Can you transcribe the data exactly? Leave the pictures out.

** start Task material **

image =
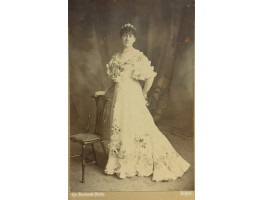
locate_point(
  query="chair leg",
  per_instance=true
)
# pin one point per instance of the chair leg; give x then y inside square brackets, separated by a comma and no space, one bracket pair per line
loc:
[94,153]
[104,149]
[83,163]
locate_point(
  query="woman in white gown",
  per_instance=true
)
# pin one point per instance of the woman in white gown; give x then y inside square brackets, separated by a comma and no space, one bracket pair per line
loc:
[137,147]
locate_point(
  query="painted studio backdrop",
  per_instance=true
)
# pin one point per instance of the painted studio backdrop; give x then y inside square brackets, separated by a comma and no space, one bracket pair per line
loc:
[165,33]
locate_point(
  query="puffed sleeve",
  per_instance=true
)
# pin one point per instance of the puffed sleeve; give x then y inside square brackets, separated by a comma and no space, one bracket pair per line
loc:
[142,69]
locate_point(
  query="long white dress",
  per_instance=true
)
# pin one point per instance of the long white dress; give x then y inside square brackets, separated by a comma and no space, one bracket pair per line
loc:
[137,147]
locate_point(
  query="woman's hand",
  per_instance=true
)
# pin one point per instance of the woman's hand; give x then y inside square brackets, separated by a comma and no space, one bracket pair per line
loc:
[144,95]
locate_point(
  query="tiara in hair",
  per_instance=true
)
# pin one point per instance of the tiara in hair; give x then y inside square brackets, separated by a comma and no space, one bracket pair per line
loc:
[128,25]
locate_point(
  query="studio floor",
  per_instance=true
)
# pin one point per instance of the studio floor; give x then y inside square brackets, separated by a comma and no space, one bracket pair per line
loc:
[96,180]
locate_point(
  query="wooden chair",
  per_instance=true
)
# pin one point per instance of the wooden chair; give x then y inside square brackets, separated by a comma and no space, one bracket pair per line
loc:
[91,138]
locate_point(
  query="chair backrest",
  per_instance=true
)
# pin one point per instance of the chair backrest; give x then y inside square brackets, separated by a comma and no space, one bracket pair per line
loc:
[101,105]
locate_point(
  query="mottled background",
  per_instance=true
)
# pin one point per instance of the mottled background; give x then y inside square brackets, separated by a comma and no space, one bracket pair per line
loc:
[165,33]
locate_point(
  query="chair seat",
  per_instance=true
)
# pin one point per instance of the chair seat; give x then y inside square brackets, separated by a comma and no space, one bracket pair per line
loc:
[85,137]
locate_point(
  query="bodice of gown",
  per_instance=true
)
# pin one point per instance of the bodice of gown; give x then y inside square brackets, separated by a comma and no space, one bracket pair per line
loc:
[130,66]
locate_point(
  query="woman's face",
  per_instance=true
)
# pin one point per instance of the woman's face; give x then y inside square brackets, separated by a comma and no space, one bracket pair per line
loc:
[128,39]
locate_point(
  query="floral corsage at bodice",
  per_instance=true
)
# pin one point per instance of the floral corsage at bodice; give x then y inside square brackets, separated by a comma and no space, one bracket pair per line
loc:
[136,63]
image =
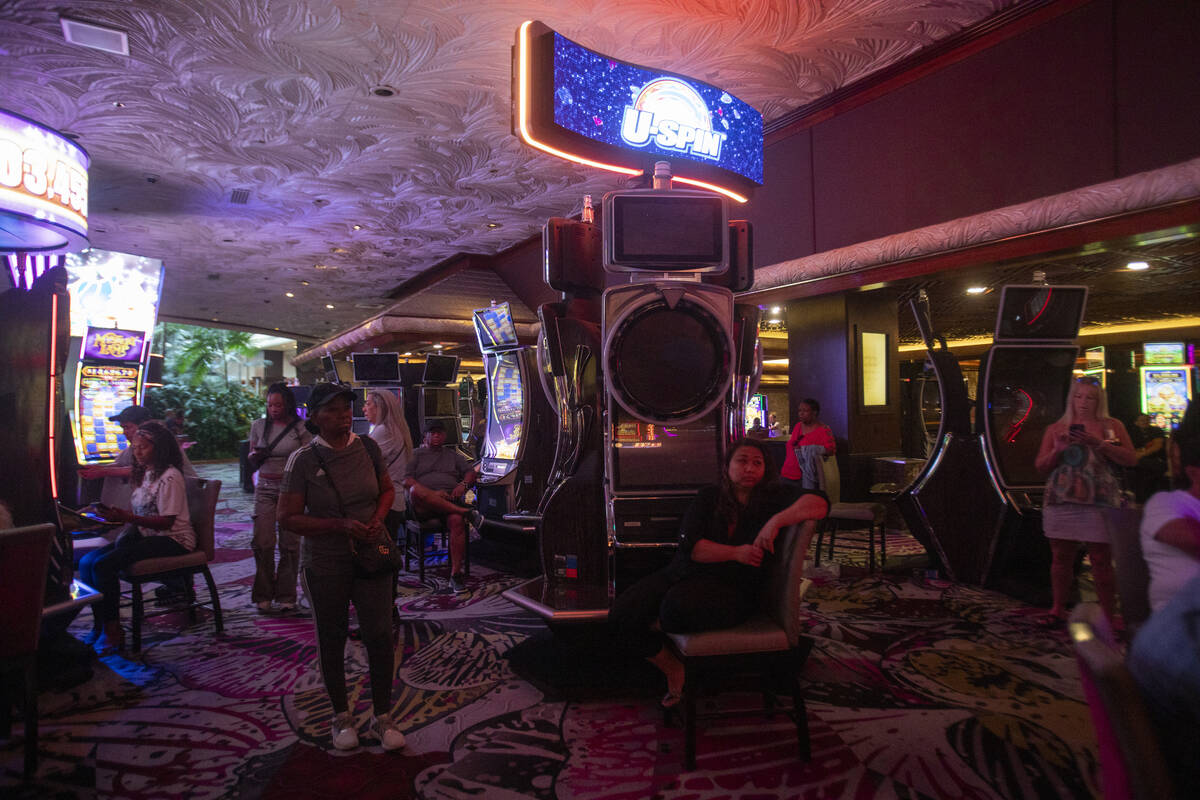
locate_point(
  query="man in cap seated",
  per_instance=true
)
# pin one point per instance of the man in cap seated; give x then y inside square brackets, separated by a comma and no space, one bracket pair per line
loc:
[436,479]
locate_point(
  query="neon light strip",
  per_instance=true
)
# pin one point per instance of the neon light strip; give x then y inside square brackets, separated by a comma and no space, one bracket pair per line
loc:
[54,366]
[523,116]
[1044,306]
[49,206]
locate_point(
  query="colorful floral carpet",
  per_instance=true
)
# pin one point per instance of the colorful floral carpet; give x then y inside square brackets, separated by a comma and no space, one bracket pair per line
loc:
[916,689]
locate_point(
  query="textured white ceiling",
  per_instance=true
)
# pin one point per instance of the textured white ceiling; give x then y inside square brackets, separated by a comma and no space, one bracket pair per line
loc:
[273,97]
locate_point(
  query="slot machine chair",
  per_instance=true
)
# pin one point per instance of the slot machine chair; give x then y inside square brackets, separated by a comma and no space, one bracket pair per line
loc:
[24,563]
[1132,763]
[202,504]
[856,515]
[768,644]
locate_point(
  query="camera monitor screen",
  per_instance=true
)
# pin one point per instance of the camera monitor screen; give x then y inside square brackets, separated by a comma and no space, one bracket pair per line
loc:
[441,370]
[665,232]
[376,367]
[1041,313]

** end Task material **

**Solution for this exercise**
image =
locate_point(
  query="chair leg",
  per_instance=true
)
# pin one point per instance of the chair leg; give x then y inside square brackets, separated by a comma and no space, one bracket pair per line
loc:
[94,153]
[104,149]
[83,163]
locate_point(
  query="woman in white gown",
  per_instance=true
)
# pin one point per instance of the woman in white gown; give x then y inside square brackets, separated by a comma and no space, one bracket pair per line
loc:
[137,147]
locate_point(
  query="painted studio backdrop",
  per_instance=true
)
# pin one point per instance of the painted studio backdrop; give x then y inside square brackets, separated by a comma and no space, one bracket pair per line
loc:
[165,33]
locate_point(
  query="puffed sleeve",
  per_instance=true
)
# pin one point per instance of the puffed sleeve; give x then y inside square brackets, separated by a comma and no space, one bracket pair per line
loc:
[142,69]
locate_point(
  query="long white dress",
  per_instance=true
)
# pin one point per instance of the long white dress; give x then y inside square brackets, separated by a comma and no space, one bracket pair per line
loc:
[137,147]
locate_point(
  query="woman's hand",
  per_instance=true
)
# pin one point per instance of the woman's hand; give x then y inside square brackets, separated by a comma and no space, one bracket pair per line
loc:
[144,95]
locate_point(
  query="tiara in hair",
  per_instance=true
)
# pin one point per instance of the tiara in hair; give x then y inside square brackets, separated by a comma and no space, one bracket pair per line
loc:
[128,25]
locate_point(
  query="studio floor",
  per_instance=true
)
# pin one point per instance of the studio floor; give x then y inside square brackets, separated by a comma and no space, one bracket pair per line
loc:
[96,180]
locate_point(
  query="wooden chair",
  per_instance=true
)
# pin one point per instance of the wooden chair; give x then y inside square brackets, separated by a comma and no space, one bracket pair per line
loc:
[91,138]
locate_point(
  query="chair backrest",
  per_instance=true
)
# pin one point per instance of the chair backrest; give x then y inside square brackets, separated by a comma and no space, one bracket pair per line
loc:
[101,105]
locate_point(
  query="mottled background",
  per_instance=true
)
# pin one point per instance of the mottled background; give x then y inside square brackets, separated by a comma and no space, one bracket pair per line
loc:
[165,33]
locate_point(
  query="chair seat",
  per_instance=true
)
# pin one point per instance of the chair seat; give x then y inside square brackets, separated by a comma and no space, one bracket pair per line
loc:
[85,137]
locate_point(
  query="bodice of gown",
  per_instance=true
)
# pin one point per instance of the bodice of gown; give x then y inside square brackets, separated by a comma and no space, one bracket pair per line
loc:
[130,66]
locate_point(
  query="woman's face",
  per_instance=true
)
# pin one point per instance of the woman's face; give x then y inside square brackets, separated by a comma and no space, one bracket pair per line
loc:
[128,39]
locate_point(
  query="floral corsage at bodice",
  per_instance=true
)
# pin one point per instance of the floral corsage at bodice; give x then y inside square brackets, separated by a comma and no space, one bracket pair per line
loc:
[136,63]
image =
locate_point(
  query="man in cap seated",
  per_instance=true
)
# pin one point per instance of the man in cap seated; give x then y inside square brackets, separated by a comma and no space, one bracket pair per line
loc:
[436,479]
locate_point(
  query="neon light strip",
  per_instance=true
)
# pin one point per instance of the neon light strip; give x then y inside square brackets, separated by a comma and no space, one bracket pair per line
loc:
[54,366]
[523,116]
[1044,306]
[49,206]
locate_point(
  query="colorful floral carpet",
  per_instance=true
)
# pin one point per instance of the colorful floral carpet; give x then y inside square brackets, separated by a comma and no space, one bracket pair per line
loc:
[916,689]
locate_point(
  query="textured white ceiling",
  per_instance=true
)
# pin one point per instance of the textured white ceiling; give x then y inside square brackets, separated by a comma and no space, one bracket pair per line
loc:
[273,97]
locate_point(
  query="slot machine chair",
  per_instance=true
)
# pin one point per instance of the slot machine chair; give x then y inside square brackets, separated by a comma and no space, one bracket pair per line
loc:
[24,563]
[1132,763]
[202,504]
[856,515]
[768,644]
locate_point(
  query="camera monitor screen",
  per_instance=true
)
# pin one point per instance of the camera monitor screen; give x then y inside square brackets, separated by a comma and no space, one bracket pair per line
loc:
[441,370]
[665,232]
[376,367]
[1041,313]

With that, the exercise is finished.